-- What you need to do --
Please rewrite the records below, switching each "benchmark run" to "evaluation pass" and keeping everything else the same.

====== Data records

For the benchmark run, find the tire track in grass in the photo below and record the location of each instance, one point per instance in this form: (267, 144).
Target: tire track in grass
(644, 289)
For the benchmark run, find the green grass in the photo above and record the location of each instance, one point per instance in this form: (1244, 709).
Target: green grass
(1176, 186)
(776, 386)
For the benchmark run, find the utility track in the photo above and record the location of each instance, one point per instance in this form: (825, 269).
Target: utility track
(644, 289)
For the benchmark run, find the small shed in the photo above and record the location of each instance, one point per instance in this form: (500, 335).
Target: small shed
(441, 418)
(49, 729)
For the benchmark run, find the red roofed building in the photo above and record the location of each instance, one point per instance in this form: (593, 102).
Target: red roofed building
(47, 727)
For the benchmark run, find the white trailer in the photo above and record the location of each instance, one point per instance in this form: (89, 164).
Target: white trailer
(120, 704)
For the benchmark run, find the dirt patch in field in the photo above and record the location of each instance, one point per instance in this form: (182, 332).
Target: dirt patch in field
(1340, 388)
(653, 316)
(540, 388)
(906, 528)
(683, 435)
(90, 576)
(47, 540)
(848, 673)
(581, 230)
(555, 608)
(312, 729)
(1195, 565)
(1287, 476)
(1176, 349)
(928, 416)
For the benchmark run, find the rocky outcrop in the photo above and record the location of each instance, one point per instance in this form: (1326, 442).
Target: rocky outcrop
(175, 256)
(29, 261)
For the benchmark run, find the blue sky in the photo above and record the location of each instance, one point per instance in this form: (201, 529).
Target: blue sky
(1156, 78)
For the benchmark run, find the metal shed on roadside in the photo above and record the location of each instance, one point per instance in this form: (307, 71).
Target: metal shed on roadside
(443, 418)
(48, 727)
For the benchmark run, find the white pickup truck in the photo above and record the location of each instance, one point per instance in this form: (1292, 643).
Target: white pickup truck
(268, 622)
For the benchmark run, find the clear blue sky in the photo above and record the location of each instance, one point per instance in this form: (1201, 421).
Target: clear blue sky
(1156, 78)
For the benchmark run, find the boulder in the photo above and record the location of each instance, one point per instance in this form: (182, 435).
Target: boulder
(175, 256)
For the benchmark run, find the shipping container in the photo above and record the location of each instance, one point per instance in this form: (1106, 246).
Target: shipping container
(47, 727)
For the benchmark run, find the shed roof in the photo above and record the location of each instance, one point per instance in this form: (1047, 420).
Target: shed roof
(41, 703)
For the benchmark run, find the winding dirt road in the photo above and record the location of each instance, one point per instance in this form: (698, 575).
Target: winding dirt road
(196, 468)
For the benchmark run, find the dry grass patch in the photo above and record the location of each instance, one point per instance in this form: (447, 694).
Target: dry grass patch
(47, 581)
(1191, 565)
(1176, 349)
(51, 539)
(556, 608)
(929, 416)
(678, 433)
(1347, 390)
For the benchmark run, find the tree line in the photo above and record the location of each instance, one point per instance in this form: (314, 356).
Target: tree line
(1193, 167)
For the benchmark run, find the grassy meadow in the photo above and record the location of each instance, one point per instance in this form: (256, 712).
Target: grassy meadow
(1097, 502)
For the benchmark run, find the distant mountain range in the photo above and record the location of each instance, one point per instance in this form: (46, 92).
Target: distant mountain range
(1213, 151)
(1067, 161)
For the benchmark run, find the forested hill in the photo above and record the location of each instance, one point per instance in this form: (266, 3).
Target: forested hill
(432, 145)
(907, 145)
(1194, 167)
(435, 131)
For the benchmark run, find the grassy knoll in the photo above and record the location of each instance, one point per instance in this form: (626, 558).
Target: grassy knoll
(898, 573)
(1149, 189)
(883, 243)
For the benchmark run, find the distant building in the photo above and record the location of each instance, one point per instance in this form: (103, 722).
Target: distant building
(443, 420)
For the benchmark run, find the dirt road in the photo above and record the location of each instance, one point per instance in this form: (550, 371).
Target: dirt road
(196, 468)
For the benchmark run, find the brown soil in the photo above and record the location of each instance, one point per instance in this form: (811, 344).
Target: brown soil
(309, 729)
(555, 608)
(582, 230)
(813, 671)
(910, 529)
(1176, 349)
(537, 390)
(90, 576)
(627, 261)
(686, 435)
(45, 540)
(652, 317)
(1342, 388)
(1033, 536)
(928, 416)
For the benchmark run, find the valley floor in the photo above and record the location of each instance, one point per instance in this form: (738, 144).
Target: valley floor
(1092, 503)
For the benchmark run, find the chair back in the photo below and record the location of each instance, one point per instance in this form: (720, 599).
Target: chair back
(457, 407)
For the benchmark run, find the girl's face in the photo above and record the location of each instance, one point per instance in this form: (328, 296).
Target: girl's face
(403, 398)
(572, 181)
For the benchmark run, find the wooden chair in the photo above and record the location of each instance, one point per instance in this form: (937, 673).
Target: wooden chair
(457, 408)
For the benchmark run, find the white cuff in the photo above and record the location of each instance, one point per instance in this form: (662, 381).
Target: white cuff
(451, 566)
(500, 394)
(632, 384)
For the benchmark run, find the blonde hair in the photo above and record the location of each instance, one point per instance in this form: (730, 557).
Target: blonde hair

============

-- Solution for this task --
For the evaluation pass, find the tire track in grass in the photo below and record the location of each instance, one point per instance in this form: (267, 144).
Target: tire track in grass
(644, 289)
For the evaluation pass, find the green grass in the photo above and record the location of each instance, one point per instance in this form: (1244, 709).
Target: green grass
(1176, 186)
(776, 386)
For the evaluation pass, find the utility track in the photo above and record the location of each instance, one point per instance in this form: (825, 269).
Target: utility track
(644, 289)
For the evaluation pass, find the small shed in the photo above and record the location of each instance, one point per instance in this form: (500, 335).
Target: small shed
(441, 418)
(49, 729)
For the evaluation pass, find the red roofed building in the photo above and record the location of each instance, one point per instance in this form: (593, 102).
Target: red roofed building
(47, 727)
For the evaluation pass, find the white trailer in the photo above and record the location of each instance, one point per instance in this form: (89, 164).
Target: white trailer
(120, 704)
For the evaluation pass, find the dirt patch in field in the photo above and record the location of each instance, one point per instance in this form: (182, 332).
Target: dirt patch in field
(1340, 388)
(653, 316)
(540, 388)
(906, 528)
(683, 435)
(90, 576)
(47, 540)
(848, 673)
(581, 230)
(555, 608)
(312, 729)
(1195, 565)
(1287, 476)
(1176, 349)
(928, 416)
For the evaluation pass, find the rocky outcrop in the photo above and record the location of each instance, one point per instance in this form: (1326, 442).
Target: rocky outcrop
(175, 256)
(29, 261)
For the evaluation pass, find the blue sky in the photo above and record the location of each instance, one point per instance in this form: (201, 529).
Target: blue sky
(1156, 78)
For the evaluation pass, find the metal shed on roadside in the photo above and record the location of each instance, one point per instance in this form: (307, 71).
Target: metal shed on roadside
(443, 418)
(48, 727)
For the evaluation pass, find the white pickup truck in the photo above and record the location of each instance, one point per instance in this form: (1292, 643).
Target: white pickup truck
(268, 622)
For the evaluation pass, find the clear blue sky in the photo above and record the location of each instance, one point per instance in this form: (1201, 421).
Target: clear blue sky
(1156, 78)
For the evaluation pass, find the boulder in the photo above and record the location of each instance, one point per instance in this form: (182, 435).
Target: boulder
(175, 256)
For the evaluation pass, find the shipping container in the photo above and record the location of each instance, one point per instance in this form: (1106, 246).
Target: shipping container
(47, 727)
For the evaluation pass, find the shed roof in the photo above and record the location of each instance, one point per instance in this form: (1047, 420).
Target: shed roof
(41, 703)
For the evaluation pass, find the winding dirt road in the photo above and record the location of each instance, one point per instance in this form: (698, 575).
Target: winding dirt road
(196, 468)
For the evaluation pass, find the dry grass patch in the photo above and record the location of each instance, one point per instance in this form: (447, 694).
Target: dry grass patch
(47, 581)
(1191, 565)
(1176, 349)
(51, 539)
(556, 608)
(929, 416)
(678, 433)
(1347, 390)
For the evaluation pass, find the tree line in the photo above and record the location of each instance, one point per instance in this form: (314, 356).
Target: tree line
(1193, 167)
For the evaluation pass, find the grassy meadow in the photo above and record the location of each instance, one point per instance in this form: (256, 712).
Target: grassy meadow
(1097, 502)
For the evaluation pass, find the distant mountain range in the photo above and record the location of each instance, one point per instance in this form: (46, 92).
Target: distant mountain range
(1213, 151)
(1067, 161)
For the evaluation pass, find the forested hill in the photo above and record the location of each instance, one point per instance in this form: (266, 3).
Target: forested hill
(432, 145)
(907, 145)
(1194, 167)
(435, 131)
For the evaluation pass, find the grassy knoll in the photo above and record the location of each instance, one point per instance in this form: (626, 558).
Target: grassy knoll
(898, 573)
(1149, 189)
(883, 243)
For the evaluation pass, find the distant building in the photo above and record the location of each instance, one point per instance in this form: (103, 722).
Target: distant building
(443, 420)
For the evaluation pass, find the dirt road in the photo above and record the location of each instance, one point per instance in this form: (550, 371).
Target: dirt road
(196, 468)
For the evaluation pass, find the brown soil in the photo above and record the location of each instance, one point per instance in this form: (811, 344).
Target: brown soil
(309, 729)
(555, 608)
(582, 230)
(813, 671)
(910, 529)
(1176, 349)
(537, 390)
(90, 576)
(627, 261)
(686, 435)
(45, 540)
(652, 317)
(1342, 388)
(1033, 536)
(928, 416)
For the evaluation pass, find the valley floor in the photo above and record the location of each instance, one point per instance in this form: (738, 144).
Target: valley floor
(1092, 503)
For the evaluation pass, find the chair back in the photo below and record the location of each instance, one point per instance in this form: (720, 599).
Target: chair back
(457, 407)
For the evaluation pass, find the girl's face in the photo above and record the location of each instance, one point per instance in this form: (328, 296).
Target: girl's face
(403, 398)
(572, 181)
For the evaluation pass, find the wooden chair in the photo above and record the location of each instance, one point per instance in this form: (937, 673).
Target: wooden chair
(457, 408)
For the evaluation pass, find the white cuff in the photo above and record the location of each instance, one point per instance in this form: (662, 381).
Target: white cuff
(451, 566)
(500, 394)
(632, 384)
For the evaluation pass, find the blonde hair in the photo above and record the location of each instance, one point per instance in this form: (730, 557).
Target: blonde hair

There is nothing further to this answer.